# [DOCUMENT SECTION]
══════

BT

Facilitating the Spread of Knowledge and Innovation in Professional Software Development

Write for InfoQ

Topics

Choose your language

InfoQ Homepage Articles A Case for Event-Driven Architecture with Mediator Topology

A Case for Event-Driven Architecture with Mediator Topology

This item in japanese

Key Takeaways

  • Event-Driven Architecture is powerful and can be very simple to implement and support if a suitable topology is selected.
  • Open-source frameworks for durable workflows and orchestration can help build reliable systems and save many person-months of custom development.
  • KEDA supports many different metrics and can help configure advanced autoscaling rules where classical CPU-based scaling would not be efficient.
  • Trivial business cases might require sophisticated architecture design to satisfy the requirements.
  • Event-Driven Architecture enables elastic scalability even with an orchestration approach.
     

Today, I want to share a story about a business case where we used Event-Driven Architecture with Mediator topology and some interesting implementation details, such as elastic scalability, reliability, and durable workflows. All were built using Kubernetes, KEDA, AWS, and .NET technologies.

The Business Problem

Let’s start with the business case. In our product, users upload files to later share and review online as part of due diligence processes. But behind the scenes, everything is much more complicated. Each file must be processed. Namely, we convert it to a basic format and optimize it to view on browsers, generate previews, determine the language and recognize text on images, collect metadata, and other operations. The files include documents, pictures, technical drawings, archives (.zip), and even videos.

Sometimes we can get hundreds of thousands of files uploaded in a day, and sometimes there are days without activity. Still, users generally want to start collaborating on a file as soon as possible after uploading it. So we need an architecture that will scale elastically and be cost-effective.

Also, each file carries essential and sensitive business information for the customer. We cannot afford to lose a file somewhere in the middle of the process.

It is clear that when we are talking about hundreds of thousands or even millions of files overall, it is crucial to have good system observability to identify and solve problems when they arise quickly.

Another important detail that can affect the architecture design is that processing one file can include a dozen steps. Each step can last a few seconds to an hour, consuming a lot of CPU and RAM (and IO). We also want to be able to modify the file processing process easily and quickly.

We use 3rd-party SDKs to process files, which are not always reliable, and can sometimes corrupt memory and crash with a memory access violation error or stack overflow, etc.

══════

Labeling and segmentation rows:
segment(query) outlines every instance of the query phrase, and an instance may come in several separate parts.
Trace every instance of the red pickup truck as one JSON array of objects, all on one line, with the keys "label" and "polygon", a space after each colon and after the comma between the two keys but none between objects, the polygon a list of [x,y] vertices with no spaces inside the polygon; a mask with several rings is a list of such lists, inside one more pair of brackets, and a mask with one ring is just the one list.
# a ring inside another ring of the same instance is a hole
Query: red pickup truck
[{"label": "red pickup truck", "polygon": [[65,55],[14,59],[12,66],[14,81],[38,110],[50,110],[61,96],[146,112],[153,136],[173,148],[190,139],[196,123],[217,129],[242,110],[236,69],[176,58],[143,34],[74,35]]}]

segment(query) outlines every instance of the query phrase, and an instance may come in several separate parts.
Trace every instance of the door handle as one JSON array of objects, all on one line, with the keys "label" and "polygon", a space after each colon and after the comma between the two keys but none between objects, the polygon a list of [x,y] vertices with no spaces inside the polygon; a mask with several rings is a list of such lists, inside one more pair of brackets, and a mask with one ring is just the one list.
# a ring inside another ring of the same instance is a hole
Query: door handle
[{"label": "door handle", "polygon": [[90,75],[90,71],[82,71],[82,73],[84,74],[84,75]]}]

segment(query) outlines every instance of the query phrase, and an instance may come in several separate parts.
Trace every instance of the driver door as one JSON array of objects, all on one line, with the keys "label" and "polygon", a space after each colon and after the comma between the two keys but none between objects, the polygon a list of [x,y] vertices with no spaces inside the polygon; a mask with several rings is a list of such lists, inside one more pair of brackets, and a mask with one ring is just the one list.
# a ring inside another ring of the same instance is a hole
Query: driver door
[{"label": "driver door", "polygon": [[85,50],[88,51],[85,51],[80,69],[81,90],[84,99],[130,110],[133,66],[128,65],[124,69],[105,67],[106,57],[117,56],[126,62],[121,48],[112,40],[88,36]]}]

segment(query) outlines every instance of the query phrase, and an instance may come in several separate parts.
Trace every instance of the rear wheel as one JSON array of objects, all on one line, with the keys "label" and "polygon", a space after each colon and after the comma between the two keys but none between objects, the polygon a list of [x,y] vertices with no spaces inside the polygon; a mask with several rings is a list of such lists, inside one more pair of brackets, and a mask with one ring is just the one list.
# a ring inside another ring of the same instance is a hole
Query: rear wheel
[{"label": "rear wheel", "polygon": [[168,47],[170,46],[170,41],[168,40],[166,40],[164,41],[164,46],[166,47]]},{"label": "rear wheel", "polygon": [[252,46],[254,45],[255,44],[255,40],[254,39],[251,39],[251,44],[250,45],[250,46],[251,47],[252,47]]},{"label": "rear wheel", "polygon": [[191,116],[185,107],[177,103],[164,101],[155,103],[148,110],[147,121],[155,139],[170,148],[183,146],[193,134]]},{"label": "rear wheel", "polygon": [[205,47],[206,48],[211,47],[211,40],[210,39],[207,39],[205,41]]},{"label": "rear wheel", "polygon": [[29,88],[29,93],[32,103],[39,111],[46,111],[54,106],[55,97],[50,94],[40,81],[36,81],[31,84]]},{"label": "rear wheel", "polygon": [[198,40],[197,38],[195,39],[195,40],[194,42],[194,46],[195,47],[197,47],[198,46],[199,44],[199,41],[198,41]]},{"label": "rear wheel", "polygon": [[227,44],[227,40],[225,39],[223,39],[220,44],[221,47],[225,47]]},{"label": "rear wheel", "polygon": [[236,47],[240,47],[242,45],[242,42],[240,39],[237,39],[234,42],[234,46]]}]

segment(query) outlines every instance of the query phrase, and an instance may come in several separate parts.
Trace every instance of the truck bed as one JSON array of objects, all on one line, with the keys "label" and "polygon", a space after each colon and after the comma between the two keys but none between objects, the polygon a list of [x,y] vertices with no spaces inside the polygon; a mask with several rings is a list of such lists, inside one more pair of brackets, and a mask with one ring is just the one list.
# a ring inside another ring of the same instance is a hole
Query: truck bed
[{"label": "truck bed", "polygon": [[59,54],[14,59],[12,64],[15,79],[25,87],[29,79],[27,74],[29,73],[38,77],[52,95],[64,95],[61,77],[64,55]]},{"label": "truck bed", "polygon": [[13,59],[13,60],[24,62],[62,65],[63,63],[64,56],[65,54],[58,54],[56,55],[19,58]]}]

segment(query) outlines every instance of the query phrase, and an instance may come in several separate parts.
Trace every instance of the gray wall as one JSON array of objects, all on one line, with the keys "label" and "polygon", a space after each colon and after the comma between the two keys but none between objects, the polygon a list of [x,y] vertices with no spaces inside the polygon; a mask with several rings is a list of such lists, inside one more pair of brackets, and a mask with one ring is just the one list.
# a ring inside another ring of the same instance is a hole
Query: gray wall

══════

# [EXERCISE TASKS]
1. Answer these questions using the event-driven architecture article:
(a) Which technologies were used to build the system?
(b) What kinds of files do users upload?
(c) How long can a single processing step last?
2. Write the next part of the event-driven architecture article, picking up after its final sentence.
The rows have no connection to the event-driven architecture article.

# [TASK ANSWERS]
1.
(a) Kubernetes, KEDA, AWS, and .NET technologies.
(b) Documents, pictures, technical drawings, archives (.zip), and videos.
(c) From a few seconds to an hour.

2.
The Implementation

Let’s now see how we implemented it.

Scalability requirements pushed us to the idea of building a solution based on events. But at the same time, we could not compromise on reliability, observability, and ease of system support.

We chose an Event-Driven Architecture with the Mediator topology pattern. There is a special service called Event Mediator (we call it internally Orchestrator). It receives the initial message to process the file and executes a file-processing script, which we call a workflow. The workflow is a declarative description of what must be done with a particular file as a set of discrete steps. Each step type is implemented as a separate stateless service. In pattern terms, they are called Event Processors, but we call them Converters.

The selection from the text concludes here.